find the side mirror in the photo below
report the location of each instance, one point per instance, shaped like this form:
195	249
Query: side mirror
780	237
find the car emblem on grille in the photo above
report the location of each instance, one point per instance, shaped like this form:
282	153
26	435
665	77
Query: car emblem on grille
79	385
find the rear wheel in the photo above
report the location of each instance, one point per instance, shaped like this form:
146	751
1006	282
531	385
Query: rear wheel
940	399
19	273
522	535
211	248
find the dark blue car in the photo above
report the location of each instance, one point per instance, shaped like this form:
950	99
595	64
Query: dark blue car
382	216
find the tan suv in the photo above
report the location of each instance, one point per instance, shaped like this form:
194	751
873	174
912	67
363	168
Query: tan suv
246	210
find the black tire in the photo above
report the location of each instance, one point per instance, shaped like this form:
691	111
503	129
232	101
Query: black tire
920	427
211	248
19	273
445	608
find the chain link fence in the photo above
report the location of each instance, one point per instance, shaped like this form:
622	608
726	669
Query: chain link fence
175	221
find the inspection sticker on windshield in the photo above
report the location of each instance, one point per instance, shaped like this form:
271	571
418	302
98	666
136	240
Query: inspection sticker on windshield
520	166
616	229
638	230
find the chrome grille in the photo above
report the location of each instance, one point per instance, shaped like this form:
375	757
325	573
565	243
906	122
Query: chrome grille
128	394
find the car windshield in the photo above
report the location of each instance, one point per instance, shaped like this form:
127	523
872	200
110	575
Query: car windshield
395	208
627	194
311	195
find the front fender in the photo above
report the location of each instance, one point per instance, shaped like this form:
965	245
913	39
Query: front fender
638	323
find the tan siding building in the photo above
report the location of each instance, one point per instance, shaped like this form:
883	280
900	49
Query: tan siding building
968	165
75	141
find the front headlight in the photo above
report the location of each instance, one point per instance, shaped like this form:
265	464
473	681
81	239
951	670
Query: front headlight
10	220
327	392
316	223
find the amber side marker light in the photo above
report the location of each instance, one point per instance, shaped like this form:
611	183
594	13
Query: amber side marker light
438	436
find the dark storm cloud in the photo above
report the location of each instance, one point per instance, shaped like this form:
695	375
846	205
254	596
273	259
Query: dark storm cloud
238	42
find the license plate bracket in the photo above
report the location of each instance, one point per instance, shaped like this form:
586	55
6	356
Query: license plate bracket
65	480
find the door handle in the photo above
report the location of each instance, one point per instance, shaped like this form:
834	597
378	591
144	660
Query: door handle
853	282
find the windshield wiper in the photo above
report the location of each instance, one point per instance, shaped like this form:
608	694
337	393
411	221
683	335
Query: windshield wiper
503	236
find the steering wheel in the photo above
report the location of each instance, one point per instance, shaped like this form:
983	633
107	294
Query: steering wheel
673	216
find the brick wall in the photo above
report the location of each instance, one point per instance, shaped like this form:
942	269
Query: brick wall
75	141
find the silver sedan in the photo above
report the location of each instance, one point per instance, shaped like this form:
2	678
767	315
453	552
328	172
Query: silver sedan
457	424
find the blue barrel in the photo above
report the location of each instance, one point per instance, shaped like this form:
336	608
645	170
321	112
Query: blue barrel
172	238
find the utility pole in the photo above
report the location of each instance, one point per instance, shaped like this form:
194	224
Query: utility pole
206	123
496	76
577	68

○ ○ ○ ○

[Work order]
Each line of the listing is to be duplicated exactly as it appears.

[Response for this exercise]
find the side mirror in the photo below
report the location of each instance, one point per instance, shaped like this form:
195	249
Query: side mirror
780	237
find the car emblem on grille in the photo above
report the location of each instance, one point per instance, shaped like this form:
282	153
26	435
665	77
Query: car emblem on grille
79	385
find the rear wheel in the photo above
report the location of each instance, one point per instance, shaped like this form:
146	751
1006	282
531	385
Query: rear wheel
940	399
19	273
522	535
211	248
find the dark blue car in the photo above
report the location of each instance, one point per instance, shaped like this form:
950	99
595	64
Query: dark blue car
382	216
find the tan suv in the photo above
report the location of each instance, one point per instance, shaped like this form:
194	751
873	174
912	67
363	168
Query: tan suv
246	210
find the black tire in the photo above
report the location of each instance, one point per instance, shaped like this form:
691	111
503	129
232	101
Query: black tire
920	427
211	248
19	273
445	608
find the chain link fence in the photo above
report the location of each instance, one point per instance, shaped like this form:
622	608
726	669
Query: chain link fence
175	221
find the inspection sticker on windshield in the photo above
report the location of each instance, one point per instance, shaped like this form:
271	571
418	302
98	666
136	240
Query: inspection sticker on windshield
520	166
616	229
638	230
find the chrome grille in the photo above
report the location of each instance, one point per instance, shaped like this form:
375	757
325	573
565	243
906	122
Query: chrome grille
128	394
find the car windshield in the photo above
report the location of each instance, one point per instance, shaped like this form:
127	523
872	200
110	575
Query: car windshield
395	208
627	194
311	195
find the front fender in the photo above
report the location of each instance, one point per instance, shaped like this form:
965	245
913	39
Query: front fender
638	323
find the tan siding building in the photo above
report the location of each instance, one point per instance, shaped like this form:
883	280
900	49
Query: tan siding building
968	165
75	141
find the front headlight in the photo above
report the location of each instance, one point per instance, shaped like this form:
265	464
473	681
81	239
951	670
Query: front headlight
10	220
327	392
316	223
find the amber side marker light in the photo above
report the location of each instance, one point per instance, shaped like this form:
611	183
594	13
Query: amber side marker light
438	436
find the dark storm cloud in the photo above
report the location of each instance, one point per instance, shaped like this form:
695	375
846	205
254	596
273	259
Query: dark storm cloud
238	42
find the license plate bracket in the photo above
report the location of each instance, one point per instance, shaped like this form:
586	55
6	356
Query: license plate bracket
65	480
find the door handle in the photo above
report the location of each instance, one point per instance, shaped like this form:
834	597
378	591
144	660
Query: door handle
853	282
find the windshield wiper in the photo above
report the location of each instance, one point per instance, shaped like this form:
608	694
337	393
411	221
683	335
Query: windshield wiper
503	236
find the steering wheel in the photo above
report the location of each instance, one point per instance, shaped like this form:
983	633
107	294
Query: steering wheel
673	216
find the brick wall in the photo above
report the location of each instance, one point per instance, shaped like this form:
942	269
Query: brick wall
75	141
find the silver sedan in the photo above
report the location of each instance, one point per instance, shaped like this form:
2	678
767	315
453	552
328	172
Query: silver sedan
457	424
find the blue barrel in the photo above
report the location of each instance, one point per instance, shaped like this form:
336	608
645	170
321	112
Query: blue barrel
172	238
find the utility pole in the photo above
report the location of each instance, one point per instance, shaped like this form:
194	224
Query: utility pole
206	123
496	76
577	68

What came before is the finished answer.